● **WORK ORDER**
Answer these from the Ebola vaccine article:
1. Who spoke with the doctors who traveled to Africa?
2. In which country did Dr. Tapia and Dr. Levine help supervise the first human tests?
3. How many healthcare workers were chosen to receive the test vaccine?

● **DOCUMENT SEGMENT**
==================================================
Maryland Doctors Help Test Ebola Vaccine

BALTIMORE (WJZ) -- As the scramble continues to contain the Ebola virus in Texas, some Maryland doctors are playing a major role in testing a vaccine for the disease.

Derek Valcourt spoke with some of the doctors who traveled to Africa to test a possible vaccine on the first humans.

Some of the world's most outspoken infectious disease doctors think a vaccine is the only hope in the fight against Ebola.

In this vial, a candidate Ebola vaccine that many believe could be the best hope for stopping the deadly disease from spreading throughout the African continent. At the University of Maryland Centers for Vaccine Development, Dr. Milagritos Tapia and Dr. Myron Levine just returned from West Africa, where they helped supervise the first human tests of the candidate vaccine in the country of Mali---which has not seen an Ebola case yet, but neighbors the three Ebola-devastated countries of Guinea, Liberia and Sierra Leone.

Five healthcare workers were chosen to receive the test vaccine.

"They see themselves as someone who could be exposed to a real bona fide case of Ebola in Mali," Tapia said.
==================================================
● **SUPPLIED DATA**

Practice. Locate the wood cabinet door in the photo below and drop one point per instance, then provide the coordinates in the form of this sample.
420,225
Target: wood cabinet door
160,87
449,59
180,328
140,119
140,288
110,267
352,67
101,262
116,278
==================================================
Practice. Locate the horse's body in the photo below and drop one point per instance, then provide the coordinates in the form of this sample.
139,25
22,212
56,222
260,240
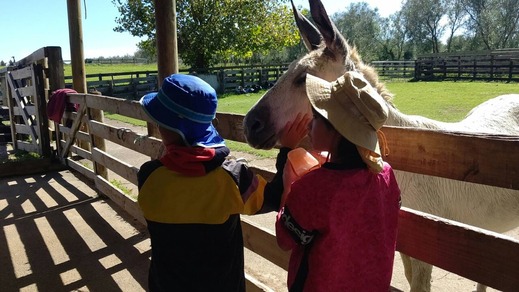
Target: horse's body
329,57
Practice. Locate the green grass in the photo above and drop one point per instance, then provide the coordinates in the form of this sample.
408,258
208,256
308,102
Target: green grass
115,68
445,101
==================================================
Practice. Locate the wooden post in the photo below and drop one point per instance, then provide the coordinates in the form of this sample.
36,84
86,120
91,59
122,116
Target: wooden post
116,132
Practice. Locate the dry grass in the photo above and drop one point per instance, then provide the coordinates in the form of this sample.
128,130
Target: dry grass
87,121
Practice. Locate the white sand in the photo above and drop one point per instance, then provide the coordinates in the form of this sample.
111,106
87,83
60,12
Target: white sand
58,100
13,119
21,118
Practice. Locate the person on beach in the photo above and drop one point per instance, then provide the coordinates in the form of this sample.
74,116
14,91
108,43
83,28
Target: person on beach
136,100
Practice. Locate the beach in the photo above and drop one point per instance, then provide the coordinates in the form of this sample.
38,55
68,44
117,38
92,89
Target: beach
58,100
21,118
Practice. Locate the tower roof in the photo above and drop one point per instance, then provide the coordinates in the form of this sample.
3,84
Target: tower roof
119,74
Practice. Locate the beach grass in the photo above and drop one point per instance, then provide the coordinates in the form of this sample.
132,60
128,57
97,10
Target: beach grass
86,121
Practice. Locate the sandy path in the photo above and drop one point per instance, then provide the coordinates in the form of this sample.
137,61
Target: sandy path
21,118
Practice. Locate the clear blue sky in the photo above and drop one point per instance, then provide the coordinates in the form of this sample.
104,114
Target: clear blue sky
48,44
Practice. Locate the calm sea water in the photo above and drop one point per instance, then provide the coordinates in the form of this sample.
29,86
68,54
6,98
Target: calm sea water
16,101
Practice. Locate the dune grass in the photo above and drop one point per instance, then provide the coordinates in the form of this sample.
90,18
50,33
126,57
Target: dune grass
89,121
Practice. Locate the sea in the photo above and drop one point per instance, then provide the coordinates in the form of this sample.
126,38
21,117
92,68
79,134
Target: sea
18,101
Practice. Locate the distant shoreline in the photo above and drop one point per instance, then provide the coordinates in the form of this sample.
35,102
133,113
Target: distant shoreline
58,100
==================================================
● **WRITTEN REPLY**
1. Derek Valcourt
2. Mali
3. Five